■ **What is asked**:
Reproduce every one of the following entries word for word, leaving each line unchanged.

[Outline labeling records]
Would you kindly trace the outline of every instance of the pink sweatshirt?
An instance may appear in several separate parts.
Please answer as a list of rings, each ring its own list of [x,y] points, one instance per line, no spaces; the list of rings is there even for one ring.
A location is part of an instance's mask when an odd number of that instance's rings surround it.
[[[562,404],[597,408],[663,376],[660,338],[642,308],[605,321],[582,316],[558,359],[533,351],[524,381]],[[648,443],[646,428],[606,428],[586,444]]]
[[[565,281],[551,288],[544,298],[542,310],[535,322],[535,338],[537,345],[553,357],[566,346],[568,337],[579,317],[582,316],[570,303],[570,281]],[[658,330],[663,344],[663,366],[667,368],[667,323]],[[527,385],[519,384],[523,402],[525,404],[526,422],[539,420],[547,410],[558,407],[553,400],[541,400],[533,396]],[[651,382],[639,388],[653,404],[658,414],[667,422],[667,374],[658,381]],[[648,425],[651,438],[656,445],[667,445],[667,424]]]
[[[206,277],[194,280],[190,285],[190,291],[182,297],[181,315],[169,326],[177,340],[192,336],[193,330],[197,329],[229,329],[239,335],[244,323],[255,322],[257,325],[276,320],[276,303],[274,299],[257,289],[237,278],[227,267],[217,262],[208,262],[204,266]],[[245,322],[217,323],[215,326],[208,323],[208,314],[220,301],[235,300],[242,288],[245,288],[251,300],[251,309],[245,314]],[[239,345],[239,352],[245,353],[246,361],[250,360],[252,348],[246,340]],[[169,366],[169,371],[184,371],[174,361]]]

■ **Exercise result**:
Would you kindly trace the outline of every instance of the pink sweatshirt?
An instance may appear in several separate parts.
Please answer as a list of rings, each ring its own list of [x,y] points, one instance per line, no spaces; the list of rings is there even for one ring.
A location is part of an instance's mask when an odd number of that instance's rings surround it.
[[[562,404],[597,408],[663,376],[660,338],[642,308],[605,321],[582,316],[558,359],[533,351],[524,381]],[[648,443],[646,428],[606,428],[586,444]]]
[[[565,281],[551,288],[544,298],[542,310],[535,322],[535,338],[537,345],[553,357],[566,346],[568,337],[579,317],[582,316],[570,303],[570,281]],[[658,330],[663,344],[663,366],[667,368],[667,323]],[[527,385],[519,384],[523,402],[525,404],[526,422],[539,420],[547,410],[558,407],[553,400],[541,400],[533,396]],[[651,382],[639,388],[653,404],[658,414],[667,422],[667,374],[658,381]],[[648,425],[651,438],[656,445],[667,445],[667,424]]]
[[[206,277],[194,280],[190,285],[190,291],[182,297],[181,315],[169,326],[177,340],[192,336],[193,330],[197,329],[229,329],[239,335],[244,323],[255,322],[257,325],[276,320],[276,303],[274,299],[257,289],[237,278],[227,267],[217,262],[208,262],[204,266]],[[245,322],[217,323],[215,326],[208,323],[208,314],[220,301],[235,300],[242,288],[245,288],[251,300],[251,309],[245,314]],[[239,345],[239,352],[245,353],[246,361],[250,360],[252,348],[246,340]],[[169,366],[169,371],[184,371],[174,361]]]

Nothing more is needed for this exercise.